What you need to do: Give back every record word for word, but keep the pictures out.

======

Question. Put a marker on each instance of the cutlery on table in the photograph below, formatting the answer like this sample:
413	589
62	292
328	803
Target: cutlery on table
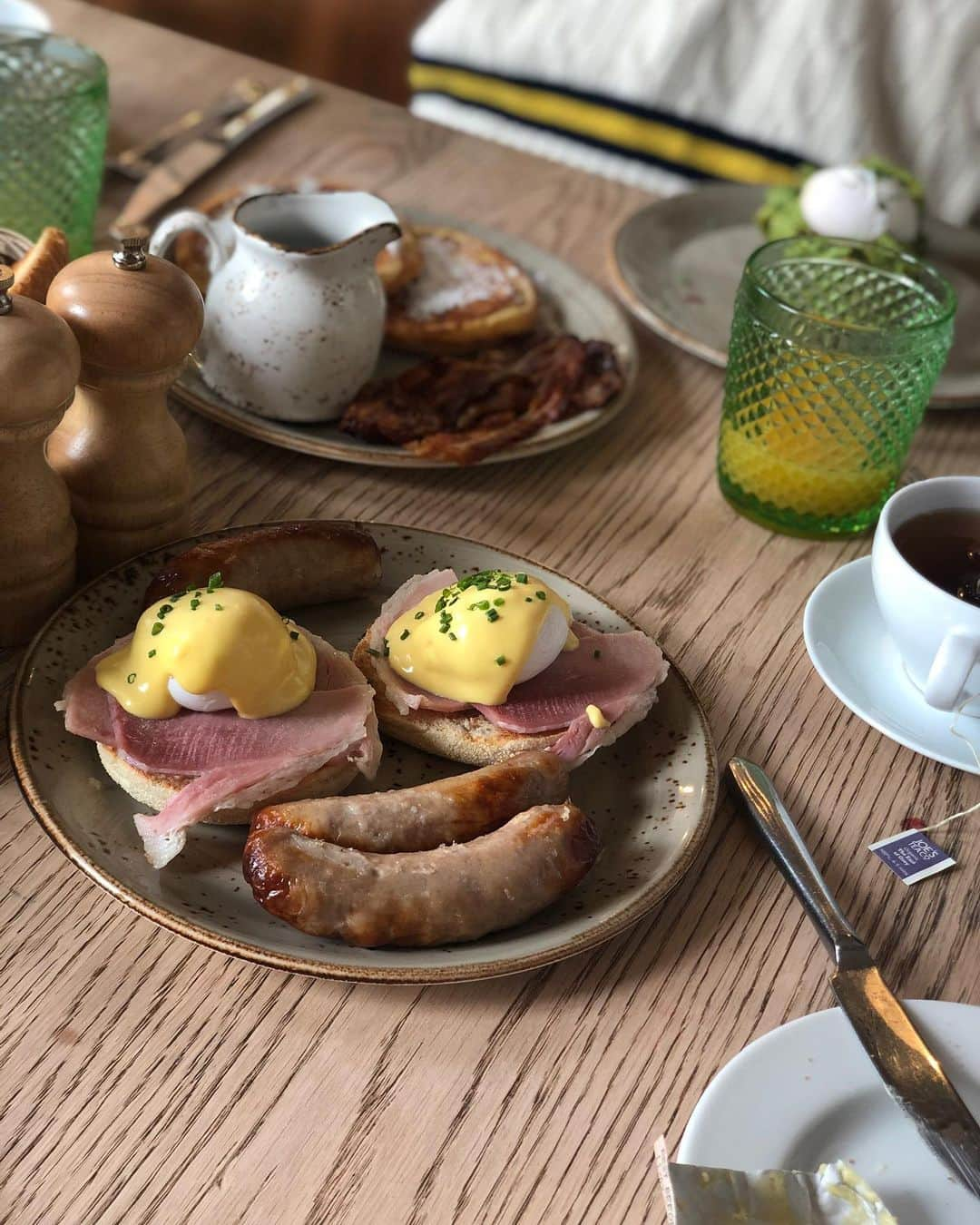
139	160
912	1073
189	162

======

Problem solution:
Question. Put a marker on each instance of the cutlery on table in the photograph below, formatting the answer like this sample:
413	589
62	292
328	803
Target: cutlery on table
139	160
912	1073
189	162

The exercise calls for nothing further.